Work to complete: Please copy out all the rows below, substituting "Coordinate format" for every "Box format" and leaving everything else unchanged.

Extracted data rows:
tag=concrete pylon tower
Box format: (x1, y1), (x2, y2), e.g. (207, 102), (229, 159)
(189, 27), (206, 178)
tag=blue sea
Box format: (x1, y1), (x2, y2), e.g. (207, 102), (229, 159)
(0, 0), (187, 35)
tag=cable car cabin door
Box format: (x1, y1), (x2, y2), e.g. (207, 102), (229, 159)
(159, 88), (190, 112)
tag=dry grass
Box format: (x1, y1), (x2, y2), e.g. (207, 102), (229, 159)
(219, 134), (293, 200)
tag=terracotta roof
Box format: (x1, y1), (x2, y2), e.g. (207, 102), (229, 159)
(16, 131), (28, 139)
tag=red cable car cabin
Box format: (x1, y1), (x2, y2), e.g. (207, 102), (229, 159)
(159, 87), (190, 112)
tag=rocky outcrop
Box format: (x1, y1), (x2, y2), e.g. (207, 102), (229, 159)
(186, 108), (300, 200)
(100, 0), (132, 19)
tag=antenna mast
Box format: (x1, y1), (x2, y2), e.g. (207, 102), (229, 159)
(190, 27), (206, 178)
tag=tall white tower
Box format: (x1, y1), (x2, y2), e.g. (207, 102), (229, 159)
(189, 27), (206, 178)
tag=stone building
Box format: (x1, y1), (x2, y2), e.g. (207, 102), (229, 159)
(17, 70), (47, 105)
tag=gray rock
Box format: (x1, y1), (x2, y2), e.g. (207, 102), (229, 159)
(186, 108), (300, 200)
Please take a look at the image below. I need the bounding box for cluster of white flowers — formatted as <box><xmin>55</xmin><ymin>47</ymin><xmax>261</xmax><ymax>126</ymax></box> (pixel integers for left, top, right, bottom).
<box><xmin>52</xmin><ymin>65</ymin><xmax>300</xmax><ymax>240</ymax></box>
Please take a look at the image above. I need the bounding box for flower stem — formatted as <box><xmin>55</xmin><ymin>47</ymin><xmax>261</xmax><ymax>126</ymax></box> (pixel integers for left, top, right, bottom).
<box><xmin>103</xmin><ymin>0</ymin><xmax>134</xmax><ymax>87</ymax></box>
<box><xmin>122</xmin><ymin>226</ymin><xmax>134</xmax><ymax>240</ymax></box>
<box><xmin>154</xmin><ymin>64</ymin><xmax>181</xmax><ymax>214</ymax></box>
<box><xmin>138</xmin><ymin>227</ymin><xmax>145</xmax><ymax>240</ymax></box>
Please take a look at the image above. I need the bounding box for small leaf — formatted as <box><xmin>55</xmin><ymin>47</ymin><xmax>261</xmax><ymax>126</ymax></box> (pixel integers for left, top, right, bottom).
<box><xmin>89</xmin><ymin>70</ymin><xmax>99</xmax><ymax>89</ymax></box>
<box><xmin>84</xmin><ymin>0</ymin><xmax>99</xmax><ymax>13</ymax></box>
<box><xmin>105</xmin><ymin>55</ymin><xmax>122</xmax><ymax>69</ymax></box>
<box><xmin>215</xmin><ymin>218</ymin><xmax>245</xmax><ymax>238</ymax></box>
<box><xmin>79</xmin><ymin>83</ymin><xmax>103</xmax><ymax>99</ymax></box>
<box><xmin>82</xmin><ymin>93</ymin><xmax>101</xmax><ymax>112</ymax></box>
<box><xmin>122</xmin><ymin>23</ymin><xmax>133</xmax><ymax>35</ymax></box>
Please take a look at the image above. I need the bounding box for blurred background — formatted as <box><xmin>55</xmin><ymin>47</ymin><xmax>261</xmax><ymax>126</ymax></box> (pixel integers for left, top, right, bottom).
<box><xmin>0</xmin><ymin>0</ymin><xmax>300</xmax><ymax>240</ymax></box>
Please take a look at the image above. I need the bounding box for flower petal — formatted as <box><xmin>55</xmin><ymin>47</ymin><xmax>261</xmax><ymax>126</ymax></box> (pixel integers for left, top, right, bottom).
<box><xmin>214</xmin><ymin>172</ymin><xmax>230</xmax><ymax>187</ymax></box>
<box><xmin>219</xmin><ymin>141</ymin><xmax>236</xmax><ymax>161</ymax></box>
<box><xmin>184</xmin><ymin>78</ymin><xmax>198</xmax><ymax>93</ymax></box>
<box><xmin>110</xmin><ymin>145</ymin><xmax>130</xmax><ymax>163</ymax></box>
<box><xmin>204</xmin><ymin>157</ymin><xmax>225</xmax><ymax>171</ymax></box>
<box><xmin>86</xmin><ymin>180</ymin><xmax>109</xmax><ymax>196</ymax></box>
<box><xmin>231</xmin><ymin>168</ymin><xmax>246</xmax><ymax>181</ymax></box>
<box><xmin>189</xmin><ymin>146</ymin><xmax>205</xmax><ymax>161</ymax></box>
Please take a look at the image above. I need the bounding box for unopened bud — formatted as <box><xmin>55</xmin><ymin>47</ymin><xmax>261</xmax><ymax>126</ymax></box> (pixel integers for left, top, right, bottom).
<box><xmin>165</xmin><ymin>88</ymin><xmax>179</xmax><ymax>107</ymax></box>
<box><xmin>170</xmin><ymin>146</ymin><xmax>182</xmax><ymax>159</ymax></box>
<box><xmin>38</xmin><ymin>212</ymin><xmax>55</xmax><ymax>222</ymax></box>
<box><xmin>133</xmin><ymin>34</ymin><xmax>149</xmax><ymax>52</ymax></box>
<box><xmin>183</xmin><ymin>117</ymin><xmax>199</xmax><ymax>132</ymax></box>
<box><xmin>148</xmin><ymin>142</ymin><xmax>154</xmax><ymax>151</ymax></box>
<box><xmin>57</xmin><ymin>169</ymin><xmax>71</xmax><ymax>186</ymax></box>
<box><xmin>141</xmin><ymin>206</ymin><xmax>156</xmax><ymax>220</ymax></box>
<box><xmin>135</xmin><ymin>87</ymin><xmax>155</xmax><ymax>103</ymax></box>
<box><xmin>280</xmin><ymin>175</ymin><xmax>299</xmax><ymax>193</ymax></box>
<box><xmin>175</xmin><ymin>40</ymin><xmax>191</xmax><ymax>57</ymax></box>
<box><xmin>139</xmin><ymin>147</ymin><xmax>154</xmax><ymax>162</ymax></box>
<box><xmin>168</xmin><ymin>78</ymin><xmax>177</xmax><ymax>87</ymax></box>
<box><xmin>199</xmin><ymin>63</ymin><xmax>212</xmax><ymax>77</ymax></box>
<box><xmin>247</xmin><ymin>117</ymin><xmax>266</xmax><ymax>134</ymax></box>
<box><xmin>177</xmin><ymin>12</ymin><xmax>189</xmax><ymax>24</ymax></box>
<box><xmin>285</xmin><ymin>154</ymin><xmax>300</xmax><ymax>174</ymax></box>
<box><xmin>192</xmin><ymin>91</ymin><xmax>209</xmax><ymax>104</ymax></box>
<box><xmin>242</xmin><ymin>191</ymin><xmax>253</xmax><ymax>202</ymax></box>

The output:
tag=concrete pylon tower
Coordinate format: (x1, y1), (x2, y2), e.g. (207, 102), (229, 159)
(189, 27), (206, 178)
tag=blue sea
Coordinate format: (x1, y1), (x2, y2), e.g. (207, 102), (229, 159)
(0, 0), (187, 35)
tag=cable car cabin door
Coordinate format: (x1, y1), (x2, y2), e.g. (207, 102), (229, 159)
(159, 88), (190, 112)
tag=dry grass
Coordinate format: (x1, y1), (x2, y2), e.g. (207, 102), (229, 159)
(219, 134), (293, 200)
tag=terracotta roof
Coordinate format: (x1, y1), (x2, y2), e.g. (207, 102), (229, 159)
(16, 131), (28, 139)
tag=red cable car cabin
Coordinate format: (x1, y1), (x2, y2), e.g. (207, 102), (229, 159)
(159, 87), (190, 112)
tag=rocky outcrop
Coordinate format: (x1, y1), (x2, y2), e.g. (207, 102), (229, 159)
(186, 108), (300, 200)
(100, 0), (132, 19)
tag=antenna mast
Coordinate format: (x1, y1), (x2, y2), e.g. (207, 102), (229, 159)
(190, 27), (206, 178)
tag=tall white tower
Coordinate format: (x1, y1), (x2, y2), e.g. (207, 102), (229, 159)
(189, 27), (206, 178)
tag=stone building
Coordinate format: (x1, y1), (x2, y2), e.g. (207, 102), (229, 159)
(17, 70), (47, 105)
tag=gray rock
Coordinate format: (x1, y1), (x2, y2), e.g. (207, 102), (229, 159)
(186, 108), (300, 200)
Please take a look at the image below. I need the bounding box for cluster of white flowers — formatted as <box><xmin>55</xmin><ymin>47</ymin><xmax>261</xmax><ymax>126</ymax></box> (pixel integers for left, top, right, bottom).
<box><xmin>52</xmin><ymin>65</ymin><xmax>300</xmax><ymax>240</ymax></box>
Please take a look at the image above. I need the bounding box for flower stem — formatted as <box><xmin>55</xmin><ymin>47</ymin><xmax>261</xmax><ymax>126</ymax></box> (pixel integers for left, top, right, bottom).
<box><xmin>103</xmin><ymin>0</ymin><xmax>134</xmax><ymax>87</ymax></box>
<box><xmin>122</xmin><ymin>226</ymin><xmax>134</xmax><ymax>240</ymax></box>
<box><xmin>154</xmin><ymin>64</ymin><xmax>181</xmax><ymax>214</ymax></box>
<box><xmin>138</xmin><ymin>227</ymin><xmax>145</xmax><ymax>240</ymax></box>
Please take a look at the image above. I need the bounding box for small leaf — formatted as <box><xmin>55</xmin><ymin>47</ymin><xmax>261</xmax><ymax>126</ymax></box> (pixel integers for left, top, right, bottom).
<box><xmin>89</xmin><ymin>70</ymin><xmax>99</xmax><ymax>89</ymax></box>
<box><xmin>84</xmin><ymin>0</ymin><xmax>99</xmax><ymax>13</ymax></box>
<box><xmin>105</xmin><ymin>55</ymin><xmax>122</xmax><ymax>69</ymax></box>
<box><xmin>215</xmin><ymin>218</ymin><xmax>245</xmax><ymax>238</ymax></box>
<box><xmin>79</xmin><ymin>83</ymin><xmax>103</xmax><ymax>99</ymax></box>
<box><xmin>82</xmin><ymin>93</ymin><xmax>101</xmax><ymax>112</ymax></box>
<box><xmin>122</xmin><ymin>23</ymin><xmax>133</xmax><ymax>35</ymax></box>
Please take a look at the image above. I need the bounding box for blurred background — formatted as <box><xmin>55</xmin><ymin>47</ymin><xmax>261</xmax><ymax>126</ymax></box> (pixel integers for left, top, right, bottom).
<box><xmin>0</xmin><ymin>0</ymin><xmax>300</xmax><ymax>240</ymax></box>
Please take a look at the image above. I need the bounding box for flower petal — formatted as <box><xmin>55</xmin><ymin>47</ymin><xmax>261</xmax><ymax>126</ymax></box> (pixel integers for left, top, right, bottom).
<box><xmin>214</xmin><ymin>172</ymin><xmax>230</xmax><ymax>187</ymax></box>
<box><xmin>219</xmin><ymin>141</ymin><xmax>236</xmax><ymax>161</ymax></box>
<box><xmin>184</xmin><ymin>78</ymin><xmax>198</xmax><ymax>93</ymax></box>
<box><xmin>110</xmin><ymin>145</ymin><xmax>130</xmax><ymax>163</ymax></box>
<box><xmin>204</xmin><ymin>157</ymin><xmax>225</xmax><ymax>171</ymax></box>
<box><xmin>86</xmin><ymin>180</ymin><xmax>109</xmax><ymax>196</ymax></box>
<box><xmin>231</xmin><ymin>168</ymin><xmax>246</xmax><ymax>181</ymax></box>
<box><xmin>189</xmin><ymin>146</ymin><xmax>205</xmax><ymax>161</ymax></box>
Please take a look at the image above. I need the bounding box for unopened bud — formatted as <box><xmin>55</xmin><ymin>47</ymin><xmax>261</xmax><ymax>126</ymax></box> (pixel integers for left, top, right, bottom).
<box><xmin>165</xmin><ymin>88</ymin><xmax>179</xmax><ymax>107</ymax></box>
<box><xmin>170</xmin><ymin>146</ymin><xmax>182</xmax><ymax>159</ymax></box>
<box><xmin>38</xmin><ymin>212</ymin><xmax>55</xmax><ymax>222</ymax></box>
<box><xmin>133</xmin><ymin>34</ymin><xmax>149</xmax><ymax>52</ymax></box>
<box><xmin>183</xmin><ymin>117</ymin><xmax>199</xmax><ymax>132</ymax></box>
<box><xmin>148</xmin><ymin>142</ymin><xmax>154</xmax><ymax>151</ymax></box>
<box><xmin>57</xmin><ymin>169</ymin><xmax>71</xmax><ymax>186</ymax></box>
<box><xmin>141</xmin><ymin>206</ymin><xmax>156</xmax><ymax>220</ymax></box>
<box><xmin>135</xmin><ymin>87</ymin><xmax>155</xmax><ymax>103</ymax></box>
<box><xmin>280</xmin><ymin>175</ymin><xmax>299</xmax><ymax>193</ymax></box>
<box><xmin>175</xmin><ymin>40</ymin><xmax>191</xmax><ymax>57</ymax></box>
<box><xmin>139</xmin><ymin>147</ymin><xmax>154</xmax><ymax>162</ymax></box>
<box><xmin>168</xmin><ymin>78</ymin><xmax>177</xmax><ymax>87</ymax></box>
<box><xmin>199</xmin><ymin>63</ymin><xmax>212</xmax><ymax>77</ymax></box>
<box><xmin>247</xmin><ymin>117</ymin><xmax>266</xmax><ymax>134</ymax></box>
<box><xmin>177</xmin><ymin>12</ymin><xmax>189</xmax><ymax>24</ymax></box>
<box><xmin>285</xmin><ymin>154</ymin><xmax>300</xmax><ymax>174</ymax></box>
<box><xmin>192</xmin><ymin>91</ymin><xmax>209</xmax><ymax>104</ymax></box>
<box><xmin>242</xmin><ymin>191</ymin><xmax>253</xmax><ymax>202</ymax></box>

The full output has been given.